▶ **YOUR GOAL**: All of the material below is to be repeated exactly.

▶ **RECORDS TO PROCESS**:
........
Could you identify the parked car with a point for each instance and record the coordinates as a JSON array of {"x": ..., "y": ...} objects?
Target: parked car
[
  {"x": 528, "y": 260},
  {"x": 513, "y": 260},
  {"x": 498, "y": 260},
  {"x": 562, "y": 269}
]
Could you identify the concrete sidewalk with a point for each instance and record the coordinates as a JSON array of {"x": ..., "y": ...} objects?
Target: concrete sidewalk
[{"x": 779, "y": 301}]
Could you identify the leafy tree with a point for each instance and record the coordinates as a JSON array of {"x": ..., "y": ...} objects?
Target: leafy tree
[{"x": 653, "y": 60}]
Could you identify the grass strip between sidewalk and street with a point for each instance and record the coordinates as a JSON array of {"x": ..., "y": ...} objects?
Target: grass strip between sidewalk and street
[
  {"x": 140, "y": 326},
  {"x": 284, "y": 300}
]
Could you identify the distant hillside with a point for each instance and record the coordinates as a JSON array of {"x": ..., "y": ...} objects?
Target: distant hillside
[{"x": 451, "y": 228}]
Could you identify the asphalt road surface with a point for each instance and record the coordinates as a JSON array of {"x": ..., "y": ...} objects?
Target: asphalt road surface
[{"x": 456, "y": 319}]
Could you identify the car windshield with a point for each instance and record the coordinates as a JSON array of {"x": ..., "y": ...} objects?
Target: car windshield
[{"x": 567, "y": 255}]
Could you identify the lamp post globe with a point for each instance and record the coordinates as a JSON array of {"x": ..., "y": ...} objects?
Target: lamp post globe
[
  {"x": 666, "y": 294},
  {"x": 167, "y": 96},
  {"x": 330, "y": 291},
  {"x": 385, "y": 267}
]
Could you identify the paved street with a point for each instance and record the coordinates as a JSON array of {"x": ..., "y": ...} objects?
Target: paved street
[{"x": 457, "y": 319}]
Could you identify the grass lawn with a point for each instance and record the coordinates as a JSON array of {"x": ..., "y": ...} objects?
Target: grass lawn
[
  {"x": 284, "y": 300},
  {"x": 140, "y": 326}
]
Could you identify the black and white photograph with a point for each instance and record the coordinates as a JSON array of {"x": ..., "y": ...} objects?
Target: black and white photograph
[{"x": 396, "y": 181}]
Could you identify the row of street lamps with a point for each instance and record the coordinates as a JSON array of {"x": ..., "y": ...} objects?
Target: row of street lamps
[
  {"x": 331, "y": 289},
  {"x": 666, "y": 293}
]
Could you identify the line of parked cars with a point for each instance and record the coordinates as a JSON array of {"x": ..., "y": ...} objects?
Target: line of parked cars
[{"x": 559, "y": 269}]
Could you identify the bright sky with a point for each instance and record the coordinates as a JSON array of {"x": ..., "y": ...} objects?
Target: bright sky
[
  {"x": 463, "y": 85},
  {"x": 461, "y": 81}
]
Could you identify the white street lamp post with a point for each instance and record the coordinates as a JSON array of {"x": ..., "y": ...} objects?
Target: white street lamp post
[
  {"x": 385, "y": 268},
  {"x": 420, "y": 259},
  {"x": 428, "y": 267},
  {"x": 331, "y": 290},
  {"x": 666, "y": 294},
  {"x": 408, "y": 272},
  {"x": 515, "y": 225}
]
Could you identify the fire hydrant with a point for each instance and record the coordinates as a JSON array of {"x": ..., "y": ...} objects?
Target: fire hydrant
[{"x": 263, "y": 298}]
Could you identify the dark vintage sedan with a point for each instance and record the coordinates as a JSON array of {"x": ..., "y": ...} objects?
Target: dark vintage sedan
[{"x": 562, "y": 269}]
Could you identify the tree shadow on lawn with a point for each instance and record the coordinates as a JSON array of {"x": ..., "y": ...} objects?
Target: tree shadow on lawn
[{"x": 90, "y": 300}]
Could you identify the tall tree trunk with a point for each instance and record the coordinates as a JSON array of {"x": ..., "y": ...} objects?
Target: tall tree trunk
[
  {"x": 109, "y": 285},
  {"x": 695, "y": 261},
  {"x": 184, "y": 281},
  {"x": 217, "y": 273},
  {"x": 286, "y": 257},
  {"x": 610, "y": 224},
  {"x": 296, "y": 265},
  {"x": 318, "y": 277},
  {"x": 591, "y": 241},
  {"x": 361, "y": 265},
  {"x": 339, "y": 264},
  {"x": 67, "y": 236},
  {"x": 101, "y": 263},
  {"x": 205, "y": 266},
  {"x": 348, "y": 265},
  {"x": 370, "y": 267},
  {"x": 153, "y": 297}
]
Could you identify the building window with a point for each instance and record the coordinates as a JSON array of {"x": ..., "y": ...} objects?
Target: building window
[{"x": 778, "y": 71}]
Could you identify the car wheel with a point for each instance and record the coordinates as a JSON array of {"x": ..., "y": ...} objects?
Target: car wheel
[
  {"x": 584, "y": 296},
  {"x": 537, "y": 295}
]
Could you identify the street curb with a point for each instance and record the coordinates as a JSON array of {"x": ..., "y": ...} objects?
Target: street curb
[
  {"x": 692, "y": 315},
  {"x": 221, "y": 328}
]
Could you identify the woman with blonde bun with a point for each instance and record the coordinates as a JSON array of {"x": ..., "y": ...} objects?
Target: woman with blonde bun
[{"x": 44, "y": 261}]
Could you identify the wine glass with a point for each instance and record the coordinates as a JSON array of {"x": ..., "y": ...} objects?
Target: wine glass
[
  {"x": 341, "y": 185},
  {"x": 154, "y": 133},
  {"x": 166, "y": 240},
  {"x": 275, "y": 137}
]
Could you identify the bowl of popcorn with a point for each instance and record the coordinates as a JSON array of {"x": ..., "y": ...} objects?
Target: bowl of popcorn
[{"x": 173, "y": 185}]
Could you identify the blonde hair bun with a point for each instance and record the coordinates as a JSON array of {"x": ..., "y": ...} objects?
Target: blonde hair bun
........
▶ **FULL RESPONSE**:
Could you identify the parked car with a point for each instance and record the coordinates as a JSON array of {"x": ..., "y": ...} objects?
Target: parked car
[
  {"x": 528, "y": 260},
  {"x": 513, "y": 260},
  {"x": 498, "y": 260},
  {"x": 562, "y": 269}
]
Could you identify the concrete sidewalk with a point for each instance and record the coordinates as a JSON array of {"x": ..., "y": ...} objects?
Target: concrete sidewalk
[{"x": 779, "y": 301}]
Could you identify the leafy tree with a point for each instance and record the coordinates as a JSON array of {"x": ..., "y": ...} objects?
Target: leafy tree
[{"x": 653, "y": 60}]
Could you identify the grass strip between sidewalk and street with a point for each instance and record the coordinates as a JSON array of {"x": ..., "y": ...} objects?
Target: grass strip between sidewalk and street
[
  {"x": 140, "y": 326},
  {"x": 284, "y": 300}
]
Could you identify the distant hillside with a point for each instance and record the coordinates as a JSON array of {"x": ..., "y": ...} objects?
Target: distant hillside
[{"x": 451, "y": 228}]
Could you identify the asphalt road surface with a point for each instance and record the coordinates as a JSON array of {"x": ..., "y": ...} objects?
Target: asphalt road surface
[{"x": 456, "y": 319}]
Could you identify the car windshield with a point for each instance and record the coordinates as a JSON array of {"x": ..., "y": ...} objects?
Target: car windshield
[{"x": 567, "y": 255}]
Could you identify the lamp post globe with a point for each instance and record the coordinates as a JSON array of {"x": ..., "y": ...} objects?
Target: lamp post globe
[
  {"x": 666, "y": 294},
  {"x": 167, "y": 96},
  {"x": 330, "y": 291},
  {"x": 385, "y": 267}
]
Could you identify the paved street with a point for each instance and record the coordinates as a JSON array of {"x": ..., "y": ...} objects?
Target: paved street
[{"x": 457, "y": 319}]
Could you identify the grass lawn with a point for each instance and record the coordinates as a JSON array of {"x": ..., "y": ...} objects?
Target: grass lawn
[
  {"x": 284, "y": 300},
  {"x": 140, "y": 326}
]
Could you identify the black and white photograph with a point for each instance and record the coordinates as a JSON array of {"x": ..., "y": ...} objects?
Target: black and white photograph
[{"x": 396, "y": 181}]
Could you identify the row of street lamps with a point for each instance and record the coordinates as a JSON array of {"x": ..., "y": ...} objects?
Target: row of street lamps
[
  {"x": 331, "y": 289},
  {"x": 666, "y": 293}
]
Could you identify the line of parked cars with a point for each instance and record the coordinates as a JSON array of {"x": ..., "y": ...} objects?
Target: line of parked cars
[{"x": 559, "y": 269}]
Could you identify the bright sky with a point for each instance and record the coordinates as a JSON array of {"x": ..., "y": ...} objects?
Target: bright sky
[
  {"x": 463, "y": 85},
  {"x": 461, "y": 81}
]
Could you identify the white street lamp post with a point for each instance and record the coordinates as a JSON array of {"x": ..., "y": ...} objects?
Target: white street lamp post
[
  {"x": 385, "y": 268},
  {"x": 420, "y": 259},
  {"x": 428, "y": 267},
  {"x": 331, "y": 290},
  {"x": 666, "y": 294},
  {"x": 408, "y": 272},
  {"x": 515, "y": 225}
]
Could you identify the fire hydrant with a point for each instance and record the coordinates as a JSON array of {"x": ..., "y": ...} objects?
Target: fire hydrant
[{"x": 263, "y": 298}]
Could you identify the dark vintage sedan with a point for each instance and record the coordinates as a JSON array of {"x": ..., "y": ...} objects?
Target: dark vintage sedan
[{"x": 562, "y": 269}]
Could you identify the tree shadow on lawn with a point for each instance and record the coordinates as a JSON array of {"x": ..., "y": ...} objects?
Target: tree shadow on lawn
[{"x": 90, "y": 300}]
Could you identify the tall tree trunk with a point for each instance and record the coordinates as a JSON array of {"x": ..., "y": ...} objects?
Target: tall tree trunk
[
  {"x": 109, "y": 285},
  {"x": 695, "y": 261},
  {"x": 184, "y": 281},
  {"x": 217, "y": 273},
  {"x": 286, "y": 257},
  {"x": 610, "y": 224},
  {"x": 296, "y": 265},
  {"x": 318, "y": 277},
  {"x": 591, "y": 241},
  {"x": 361, "y": 265},
  {"x": 339, "y": 264},
  {"x": 67, "y": 236},
  {"x": 101, "y": 263},
  {"x": 205, "y": 266},
  {"x": 348, "y": 265},
  {"x": 370, "y": 267},
  {"x": 153, "y": 297}
]
Could you identify the building window with a point for each instance and record the coordinates as a JSON array of {"x": ..., "y": ...} objects?
Target: building window
[{"x": 778, "y": 71}]
Could you identify the car wheel with a point for each instance and record the coordinates as a JSON array of {"x": ..., "y": ...} objects?
Target: car wheel
[
  {"x": 584, "y": 296},
  {"x": 537, "y": 295}
]
Could you identify the street curb with a point for each instance and record the coordinates as a JSON array of {"x": ..., "y": ...} objects?
Target: street curb
[
  {"x": 692, "y": 315},
  {"x": 221, "y": 328}
]
Could you identify the woman with blonde bun with a point for each instance and record the coordinates as a JSON array of {"x": ..., "y": ...} objects?
Target: woman with blonde bun
[{"x": 44, "y": 261}]
Could you identify the wine glass with a point for each instance and record the coordinates as a JSON array of {"x": ..., "y": ...} objects?
Target: wine glass
[
  {"x": 341, "y": 185},
  {"x": 154, "y": 133},
  {"x": 166, "y": 240},
  {"x": 275, "y": 137}
]
Could you identify the bowl of popcorn with a point for each instance and record the coordinates as a JSON array of {"x": ..., "y": ...} objects?
Target: bowl of popcorn
[{"x": 173, "y": 185}]
Could you identify the blonde hair bun with a point for each instance and record the coordinates as a JSON array of {"x": ..., "y": ...} objects?
Target: blonde hair bun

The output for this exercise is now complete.